Document extract
----------------

Concept and art direction: Ivar Hagendoorn
Choreography: Ivar Hagendoorn and Raphaëlle Delaunay
Dancer: Raphaëlle Delaunay
Programming assistance: Jason Turner
Music: Paula Matthusen

Awards

First prize rhein tanzmedia award 2002.

Acknowledgements

Many thanks to Marielle Wiegmans, former director and Chief Operating Officer (1996-2003) of AOT, at the time one of the largest Dutch market maker and brokerage firms and to Annabelle Baldwin and Elizabeth Conner of the DPM Association of Chicago, the association of Designated Primary Market Makers at the Chicago Board Options Exchange.

"Are you still handling the Fisher account? What else can I say to him?". Bret Easton Ellis: American Psycho.

The Fisher Account

"When I press for information about the Fisher account he offers useless statistical information that I already knew about: how Rothschild was originally handling the account, how Owen came to acquire it."
Bret Easton Ellis: American Psycho.

The Fisher Account originally coupled a database of movements inspired by the hand signals used by traders on the Chicago Board Options Exchange (CBOE) to financial data gathered in real-time from the internet.

In the current version the real-time link has been removed since it required near constant monitoring for data glitches. It now runs on simulated stock prices. Visually the experience is the same.

When judging the project please take into account that it was developed in 2002-2003. With today's technology issues that at the time were a major struggle are now much easier to implement. And now that DSL speeds are commonplace file size and therefore video compression is no longer an issue either. Perhaps one day when I have some time to spare I'll do a new version with higher resolution video.

The project runs continuously, but just move on to another page or site or do something useful with your time when you get bored. There is no story, no beginning and no end. That's the whole point, actually.

The title was inspired by a recurring phrase in Bret Easton Ellis' hilarious satire of the late 80's American Psycho:"Who's handling the Fisher account?". Just as Patrick Bateman's gruesome murders and executions, the Fisher Account is purely virtual. Yet as such it casts its shadow over the actual world. What's more, it feeds on it, growing in size with the actual accounts handled by Bateman, Price, McDermott and Van Patten & Co. It drives their envy and imagination and is a bitter topic of conversation.

----------------

Data
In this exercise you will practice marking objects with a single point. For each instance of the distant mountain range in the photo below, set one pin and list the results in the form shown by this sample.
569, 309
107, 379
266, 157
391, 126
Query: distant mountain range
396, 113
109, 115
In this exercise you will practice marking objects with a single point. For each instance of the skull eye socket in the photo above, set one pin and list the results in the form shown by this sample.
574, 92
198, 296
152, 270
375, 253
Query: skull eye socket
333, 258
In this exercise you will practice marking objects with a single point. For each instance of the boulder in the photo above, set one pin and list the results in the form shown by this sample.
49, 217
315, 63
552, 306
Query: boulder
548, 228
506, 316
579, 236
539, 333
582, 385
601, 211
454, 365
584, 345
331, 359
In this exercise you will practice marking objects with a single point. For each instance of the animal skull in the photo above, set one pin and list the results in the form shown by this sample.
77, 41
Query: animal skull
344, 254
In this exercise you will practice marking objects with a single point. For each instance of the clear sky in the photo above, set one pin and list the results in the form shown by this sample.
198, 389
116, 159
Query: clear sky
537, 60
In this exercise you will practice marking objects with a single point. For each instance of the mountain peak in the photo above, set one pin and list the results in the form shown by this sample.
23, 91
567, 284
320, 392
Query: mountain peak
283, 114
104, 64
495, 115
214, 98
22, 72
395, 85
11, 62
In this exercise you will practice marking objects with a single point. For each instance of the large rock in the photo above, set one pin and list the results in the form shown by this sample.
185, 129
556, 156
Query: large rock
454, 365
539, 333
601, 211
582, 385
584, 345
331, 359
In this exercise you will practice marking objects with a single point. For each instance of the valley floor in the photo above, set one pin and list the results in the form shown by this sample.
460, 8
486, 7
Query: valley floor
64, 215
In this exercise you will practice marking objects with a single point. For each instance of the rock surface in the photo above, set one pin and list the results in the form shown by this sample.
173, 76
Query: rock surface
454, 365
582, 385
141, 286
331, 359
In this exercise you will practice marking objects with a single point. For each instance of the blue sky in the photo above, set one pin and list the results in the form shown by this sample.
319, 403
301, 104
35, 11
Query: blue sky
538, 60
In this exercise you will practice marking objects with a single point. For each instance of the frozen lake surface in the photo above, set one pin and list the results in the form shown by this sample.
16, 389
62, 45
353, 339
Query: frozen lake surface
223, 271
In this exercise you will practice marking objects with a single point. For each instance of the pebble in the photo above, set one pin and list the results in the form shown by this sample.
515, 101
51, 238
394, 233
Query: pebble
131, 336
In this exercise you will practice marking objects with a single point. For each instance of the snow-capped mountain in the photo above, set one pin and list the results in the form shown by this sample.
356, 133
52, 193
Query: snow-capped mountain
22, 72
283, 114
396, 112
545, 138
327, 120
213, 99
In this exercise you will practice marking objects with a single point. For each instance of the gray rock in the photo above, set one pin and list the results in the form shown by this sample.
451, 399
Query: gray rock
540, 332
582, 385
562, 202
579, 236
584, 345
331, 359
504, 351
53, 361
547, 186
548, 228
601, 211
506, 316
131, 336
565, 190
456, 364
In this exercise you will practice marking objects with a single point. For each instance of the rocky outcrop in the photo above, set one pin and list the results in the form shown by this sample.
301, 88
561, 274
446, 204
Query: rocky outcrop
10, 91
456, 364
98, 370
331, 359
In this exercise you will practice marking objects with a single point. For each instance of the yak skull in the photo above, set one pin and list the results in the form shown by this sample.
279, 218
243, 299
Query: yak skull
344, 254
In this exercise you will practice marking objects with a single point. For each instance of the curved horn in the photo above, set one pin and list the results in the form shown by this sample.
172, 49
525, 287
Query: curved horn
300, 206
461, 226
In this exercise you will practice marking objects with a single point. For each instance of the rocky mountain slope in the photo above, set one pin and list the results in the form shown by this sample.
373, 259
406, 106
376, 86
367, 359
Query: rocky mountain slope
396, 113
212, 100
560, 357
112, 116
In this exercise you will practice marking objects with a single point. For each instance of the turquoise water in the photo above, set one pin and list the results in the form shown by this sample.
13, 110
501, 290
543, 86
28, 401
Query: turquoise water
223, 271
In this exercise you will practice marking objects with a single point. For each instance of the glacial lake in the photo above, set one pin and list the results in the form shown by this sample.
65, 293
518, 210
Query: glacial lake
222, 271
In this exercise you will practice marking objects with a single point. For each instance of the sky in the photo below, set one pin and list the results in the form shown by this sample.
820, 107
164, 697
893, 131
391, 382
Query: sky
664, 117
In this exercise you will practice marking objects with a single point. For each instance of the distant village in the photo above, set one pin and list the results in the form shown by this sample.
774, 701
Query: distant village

----------------

Task list
#1 List every role given a credit at the top of the text about The Fisher Account.
#2 Write what comes next in the text about The Fisher Account, picking up after its final sentence.

Final results
#1
Concept and art direction
Choreography
Dancer
Programming assistance
Music

#2
In its present incarnation The Fisher Account is also purely virtual and actualizes itself every time the project is loaded. It is an image of the financial world itself where the value of a mutual fund or a globally operating firm is only ever an indication at a particular moment in time.

The project aims to evoke on a single screen some of the information overload and excitement of a dealing room or a trading floor. A screen trader usually sits behind two or three screens, one of which displays his or her portfolio while the other(s) are connected to Reuters or Bloomberg, which display a constant stream of information, not just financial data, divided over a huge number of screens and menus, but also news headlines and customizable corporate, sports or entertainment news. All of this comes flashing by and often you have to go to a specified menu to see whether you saw what you thought you saw. If you've got the time to do so, that is.

"We should have lunch, I say, trying to figure out a way to bring up the Fisher account without being tacky about it".
Bret Easton Ellis: American Psycho.

"Who's handling the Fisher account?" "Screw that. What about the Shephard thing? The Shephard Account?".
Bret Easton Ellis: American Psycho.

The Theory

"Investment banking is an unusual field. I don't know if there is any way you can explain it to anyone under twenty. Or perhaps under thirty."
Tom Wolfe: The Bonfire of the Vanities.

The actual signals used by floor traders on the CBOE consist of movements of the hands and arms only. And as a matter of fact are positions more than they are movements. Taking inspiration from the actual movements we invented some elementary movements and positions of our own. To these we applied some simple transformations so as to retain the systematic nature of the original signals. These transformations can be thought of as some sort of a generative grammar for those who are familiar with the work of Noam Chomsky. (Try and spot the reference to the work of Chomsky).

For instance a movement could be performed while standing, kneeling or squatting, the spine could be bent or straight, the arms parallel or crossed, the direction of an arm, leg or finger up, down or sideways, the movement could involve one or two hands or fingers, which could be held against the front, back (if applicable) or side of the chin, head, nose, knee, arm or back.

The actual signals all have a meaning, buy, sell, call, put, 5, 30 or 500, near term or next term, full, 1/2 or 5/8, no trade etc. Initially we wanted to attach different meanings to each of our own movements as well. However, eventually we decided against this because it would make little or no difference to the viewer. We wanted the viewer to enjoy the shapes and not to have to learn a language before being able to appreciate what's going on. Because some of the movements and positions are linked to the (simulated) data some meaning does 'emerge'.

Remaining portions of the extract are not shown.